Your task: Copy the data below verbatim, every line, with nothing added or changed.

Dataset:
____________
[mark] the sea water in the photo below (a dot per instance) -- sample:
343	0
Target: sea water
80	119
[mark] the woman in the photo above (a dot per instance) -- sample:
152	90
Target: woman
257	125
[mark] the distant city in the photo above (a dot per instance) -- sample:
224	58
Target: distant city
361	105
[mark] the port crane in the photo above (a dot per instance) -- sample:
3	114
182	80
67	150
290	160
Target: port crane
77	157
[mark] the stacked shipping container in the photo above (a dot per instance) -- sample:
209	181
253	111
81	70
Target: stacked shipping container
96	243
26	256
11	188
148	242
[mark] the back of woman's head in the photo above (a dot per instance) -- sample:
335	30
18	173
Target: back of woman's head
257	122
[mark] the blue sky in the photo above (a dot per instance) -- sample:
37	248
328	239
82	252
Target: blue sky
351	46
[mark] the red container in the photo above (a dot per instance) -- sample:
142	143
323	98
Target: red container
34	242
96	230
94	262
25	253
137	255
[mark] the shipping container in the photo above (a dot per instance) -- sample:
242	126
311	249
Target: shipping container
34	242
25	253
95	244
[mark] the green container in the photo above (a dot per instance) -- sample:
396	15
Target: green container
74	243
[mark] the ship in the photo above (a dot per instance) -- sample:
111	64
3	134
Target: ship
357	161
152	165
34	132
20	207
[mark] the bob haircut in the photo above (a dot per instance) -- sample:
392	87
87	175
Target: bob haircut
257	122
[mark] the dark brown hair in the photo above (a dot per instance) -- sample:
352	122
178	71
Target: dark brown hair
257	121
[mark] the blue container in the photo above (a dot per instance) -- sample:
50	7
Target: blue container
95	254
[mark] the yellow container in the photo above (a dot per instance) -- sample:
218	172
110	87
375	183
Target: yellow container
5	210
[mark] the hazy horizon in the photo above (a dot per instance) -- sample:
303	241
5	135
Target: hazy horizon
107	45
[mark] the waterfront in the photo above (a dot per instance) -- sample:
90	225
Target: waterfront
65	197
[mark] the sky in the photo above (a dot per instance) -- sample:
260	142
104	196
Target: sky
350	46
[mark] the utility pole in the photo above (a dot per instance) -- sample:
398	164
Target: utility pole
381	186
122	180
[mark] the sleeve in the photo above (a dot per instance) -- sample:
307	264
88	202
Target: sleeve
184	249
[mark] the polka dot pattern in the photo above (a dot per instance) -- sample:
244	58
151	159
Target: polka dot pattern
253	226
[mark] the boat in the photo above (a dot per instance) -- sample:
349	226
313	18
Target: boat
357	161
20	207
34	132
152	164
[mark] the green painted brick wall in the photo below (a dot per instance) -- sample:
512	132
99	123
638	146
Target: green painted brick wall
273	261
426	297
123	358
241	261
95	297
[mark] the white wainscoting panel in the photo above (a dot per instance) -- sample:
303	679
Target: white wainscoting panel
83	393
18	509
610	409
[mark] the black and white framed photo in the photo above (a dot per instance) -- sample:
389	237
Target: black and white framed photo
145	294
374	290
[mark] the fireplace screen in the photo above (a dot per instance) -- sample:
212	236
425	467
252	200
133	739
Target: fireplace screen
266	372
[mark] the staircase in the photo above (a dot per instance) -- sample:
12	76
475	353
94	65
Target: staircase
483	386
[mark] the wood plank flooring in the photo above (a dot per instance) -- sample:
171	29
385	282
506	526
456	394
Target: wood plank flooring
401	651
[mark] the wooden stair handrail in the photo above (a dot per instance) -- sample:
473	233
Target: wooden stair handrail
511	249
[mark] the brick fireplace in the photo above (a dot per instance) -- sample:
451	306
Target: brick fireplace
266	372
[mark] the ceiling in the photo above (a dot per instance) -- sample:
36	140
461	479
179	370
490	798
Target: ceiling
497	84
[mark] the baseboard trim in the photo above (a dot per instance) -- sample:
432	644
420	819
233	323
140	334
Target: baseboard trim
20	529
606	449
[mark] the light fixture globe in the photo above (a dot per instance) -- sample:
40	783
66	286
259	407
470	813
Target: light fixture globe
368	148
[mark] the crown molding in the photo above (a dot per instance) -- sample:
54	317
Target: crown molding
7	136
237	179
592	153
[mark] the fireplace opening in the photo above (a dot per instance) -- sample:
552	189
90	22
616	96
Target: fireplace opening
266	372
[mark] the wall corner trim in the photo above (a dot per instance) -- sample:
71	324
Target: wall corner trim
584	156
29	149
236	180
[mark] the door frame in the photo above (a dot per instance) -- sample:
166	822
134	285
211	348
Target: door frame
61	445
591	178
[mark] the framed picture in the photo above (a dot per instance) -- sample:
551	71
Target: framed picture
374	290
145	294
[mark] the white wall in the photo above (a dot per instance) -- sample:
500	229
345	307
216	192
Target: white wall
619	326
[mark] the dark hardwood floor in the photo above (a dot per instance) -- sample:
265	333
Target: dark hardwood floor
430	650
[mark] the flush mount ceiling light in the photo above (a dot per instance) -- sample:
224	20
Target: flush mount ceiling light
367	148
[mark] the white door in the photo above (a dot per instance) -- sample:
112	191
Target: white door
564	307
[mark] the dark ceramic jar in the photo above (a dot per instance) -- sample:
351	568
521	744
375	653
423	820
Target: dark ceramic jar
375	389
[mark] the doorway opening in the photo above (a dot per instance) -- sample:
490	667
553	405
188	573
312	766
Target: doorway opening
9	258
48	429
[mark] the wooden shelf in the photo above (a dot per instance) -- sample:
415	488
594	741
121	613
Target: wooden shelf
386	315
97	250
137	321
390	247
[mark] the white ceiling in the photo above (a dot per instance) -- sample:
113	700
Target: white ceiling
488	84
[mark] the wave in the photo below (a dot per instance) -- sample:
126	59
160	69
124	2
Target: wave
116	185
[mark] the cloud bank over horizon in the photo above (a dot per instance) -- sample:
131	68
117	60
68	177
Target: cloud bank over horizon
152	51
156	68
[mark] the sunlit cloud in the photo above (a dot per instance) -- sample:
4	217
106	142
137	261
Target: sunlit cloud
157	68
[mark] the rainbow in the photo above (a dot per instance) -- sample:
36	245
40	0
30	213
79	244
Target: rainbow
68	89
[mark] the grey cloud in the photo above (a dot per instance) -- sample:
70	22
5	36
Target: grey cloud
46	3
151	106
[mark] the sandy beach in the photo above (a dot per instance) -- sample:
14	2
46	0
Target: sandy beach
____________
The reply:
[mark] the sea water in the photo below (a dot per instance) -- sample:
343	0
Target: sea water
80	119
[mark] the woman in the photo above (a dot per instance) -- sample:
152	90
Target: woman
257	125
[mark] the distant city in the photo above (a dot per instance) -- sample:
224	58
Target: distant city
361	105
[mark] the port crane in the photo above (a dot per instance) -- sample:
3	114
182	80
67	150
290	160
Target: port crane
77	157
[mark] the stacked shipping container in the photo above (a dot per instance) -- sample:
209	181
253	111
81	70
Target: stacked shipping container
96	243
26	256
11	188
148	242
[mark] the back of woman's head in the photo above (a dot per instance) -- sample:
335	30
18	173
Target: back of woman's head
257	122
[mark] the blue sky in the photo above (a dot per instance) -- sample:
37	248
328	239
82	252
Target: blue sky
351	46
[mark] the red container in the photo above (a dot per instance) -- sample:
142	143
323	98
Target: red container
34	242
96	230
94	262
25	253
137	255
[mark] the shipping container in the photo above (a dot per instance) -- sample:
242	126
311	249
Target: shipping container
34	242
25	253
95	244
[mark] the green container in the photo above (a dot per instance) -- sample:
396	15
Target: green container
74	243
[mark] the ship in the photo above (a dot per instance) -- sample:
111	64
3	134
Target: ship
357	161
152	165
34	132
20	207
[mark] the bob haircut in the photo above (a dot per instance) -- sample:
392	87
87	175
Target: bob haircut
257	122
[mark] the dark brown hair in the photo above (a dot per instance) -- sample:
352	122
178	71
Target: dark brown hair
257	121
[mark] the blue container in the photo above (a dot per instance) -- sample:
50	7
Target: blue container
95	254
[mark] the yellow container in the photo above (a dot per instance) -- sample:
218	172
110	87
375	183
Target: yellow container
5	210
[mark] the hazy horizon in the photo above (a dot per instance) -- sample:
303	241
5	135
Target: hazy horizon
107	45
[mark] the waterfront in the photo above (a dot per instance) -- sample:
90	225
Target: waterfront
65	197
[mark] the sky in the photo above (a dot per instance) -- sample:
260	142
104	196
Target: sky
350	46
[mark] the utility pole in the photo above (a dot per instance) -- sample:
398	164
Target: utility pole
381	186
122	180
[mark] the sleeve in the photo above (a dot per instance) -- sample:
307	264
88	202
Target: sleeve
184	249
[mark] the polka dot pattern in the photo above (a dot per instance) -- sample:
244	58
151	159
Target: polka dot pattern
253	226
[mark] the boat in the photo above (a dot per instance) -- sample:
349	226
313	18
Target: boat
357	161
20	207
34	132
152	164
[mark] the green painted brick wall in the photo below (a dot per instance) -- sample:
512	132
99	123
638	146
Target: green painted brick wall
273	261
426	297
123	358
241	261
95	297
[mark] the white wainscoting panel in the photo above (a dot per instance) -- sample:
303	679
Target: white wainscoting panel
83	393
18	509
610	409
[mark] the black and white framed photo in the photo above (a dot per instance) -- sample:
389	237
Target: black and white framed photo
145	294
374	290
[mark] the fireplace screen in the photo above (a dot per instance) -- sample:
212	236
425	467
252	200
133	739
Target: fireplace screen
266	372
[mark] the staircase in the photo above (a dot per instance) -- sample:
12	76
475	353
94	65
Target: staircase
483	386
[mark] the wood plank flooring in the photo above (a dot per instance) -- sample:
171	29
385	282
506	526
456	394
Target: wood plank flooring
401	651
[mark] the wooden stair handrail in the photo above (a dot per instance) -- sample:
473	233
Target: wooden stair handrail
511	249
[mark] the brick fireplace in the photo above (a dot per instance) -- sample:
451	306
Target: brick fireplace
266	372
[mark] the ceiling in the photo above (a dot per instance) -- sample:
36	140
461	479
179	370
490	798
Target: ceiling
497	84
[mark] the baseboard trim in the photo above (a dot per instance) -- sample:
432	644
420	819
233	323
140	334
Target: baseboard trim
20	529
606	449
[mark] the light fixture globe in the photo above (a dot per instance) -- sample:
40	783
66	286
259	407
470	813
Target: light fixture globe
368	148
[mark] the crown molding in the photo above (a dot per instance) -- sample:
54	317
Target: crown molding
7	136
237	179
592	153
[mark] the fireplace opening in the photo above (a dot per instance) -- sample:
552	189
90	22
616	96
Target: fireplace opening
266	372
[mark] the wall corner trim in the photo above (a dot per instance) -- sample:
71	324
Target: wall corner trim
584	156
29	149
236	180
[mark] the door frame in the photo above (a dot per instance) -- sample:
166	822
134	285
211	348
Target: door frame
61	445
591	178
[mark] the framed picture in the photo above (a dot per instance) -- sample:
551	71
Target: framed picture
374	290
145	294
[mark] the white wall in the photo above (a dot per instance) -- sample:
500	229
345	307
216	192
Target: white wall
619	326
[mark] the dark hardwood floor in the photo above (a dot per instance) -- sample:
265	333
Target: dark hardwood floor
430	650
[mark] the flush mount ceiling light in the photo above (a dot per instance) -- sample:
224	20
Target: flush mount ceiling light
367	148
[mark] the white door in the photo above (a dot per instance) -- sample:
112	191
Target: white door
564	307
[mark] the dark ceramic jar in the photo above (a dot per instance) -- sample:
351	568
521	744
375	653
423	820
Target: dark ceramic jar
375	389
[mark] the doorway opening in the photo above (a dot per instance) -- sample:
490	667
553	405
188	573
312	766
Target: doorway opening
9	258
48	429
[mark] the wooden shelf in the photo above (a dot per instance) -- sample:
415	488
594	741
121	613
Target: wooden shelf
386	315
97	250
137	321
390	247
[mark] the white ceiling in the photo above (a dot per instance) -- sample:
113	700
Target: white ceiling
488	84
[mark] the wave in the photo below (a dot per instance) -- sample:
126	59
160	69
124	2
Target: wave
116	185
[mark] the cloud bank over horizon in the photo above (a dot per instance) -- sample:
131	68
117	60
68	177
Target: cloud bank over horizon
152	51
156	68
[mark] the sunlit cloud in the photo above (a dot per instance) -- sample:
4	217
106	142
137	261
Target: sunlit cloud
157	68
[mark] the rainbow in the photo above (a dot per instance) -- sample:
36	245
40	0
30	213
79	244
Target: rainbow
68	89
[mark] the grey cloud in the photo above (a dot per instance) -- sample:
70	22
5	36
Target: grey cloud
46	3
151	106
[mark] the sandy beach in the photo above (a dot per instance) -- sample:
14	2
46	0
Target: sandy beach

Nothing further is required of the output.